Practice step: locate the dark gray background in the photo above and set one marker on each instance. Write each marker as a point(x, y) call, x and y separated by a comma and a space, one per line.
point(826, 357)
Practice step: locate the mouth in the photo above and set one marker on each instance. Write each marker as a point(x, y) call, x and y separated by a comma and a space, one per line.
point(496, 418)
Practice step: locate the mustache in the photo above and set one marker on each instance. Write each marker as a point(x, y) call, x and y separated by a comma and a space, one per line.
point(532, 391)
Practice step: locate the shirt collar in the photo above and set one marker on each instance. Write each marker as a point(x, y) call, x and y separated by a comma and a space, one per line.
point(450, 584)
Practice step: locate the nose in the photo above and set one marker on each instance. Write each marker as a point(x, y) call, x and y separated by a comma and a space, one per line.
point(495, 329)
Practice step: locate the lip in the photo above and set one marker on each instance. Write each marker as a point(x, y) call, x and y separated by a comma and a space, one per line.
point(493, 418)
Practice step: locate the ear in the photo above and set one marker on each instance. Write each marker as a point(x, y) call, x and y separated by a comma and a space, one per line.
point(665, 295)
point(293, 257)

····················

DIRECTIONS FOR THIS TASK
Repeat each of the records exactly as written.

FINISHED EXERCISE
Practice step: locate the dark gray background in the photo above and set one marker on each instance. Write each marker as a point(x, y) call, x and y separated by a comma and a space, one per line.
point(826, 357)
Practice step: locate the mouth in the photo above and set one marker on each instance. Write each marker as a point(x, y) call, x and y separated by a comma and a space, one per line.
point(496, 418)
Practice step: locate the mustache in the photo above and set one marker on each instance. Write each marker as a point(x, y) call, x and y separated by a comma and a space, one per line.
point(532, 391)
Practice step: locate the shirt collar in the photo above and set one marker on each instance. Write each marker as a point(x, y) call, x and y separated by a comma and a space, one per line.
point(450, 584)
Practice step: locate the nose in the photo above and set one marker on each instance. Write each marker as a point(x, y) call, x and y separated by a comma and a space, one per line.
point(495, 329)
Practice step: locate the lip in the photo above and set one marker on each instance. Write each marker as a point(x, y) call, x and y separated by a comma and a space, one per line.
point(493, 418)
Practice step: locate the ear in the photo above and set one marker on each instance. Write each marker as a point(x, y) call, x and y separated by a comma and a space, one per line.
point(665, 295)
point(293, 257)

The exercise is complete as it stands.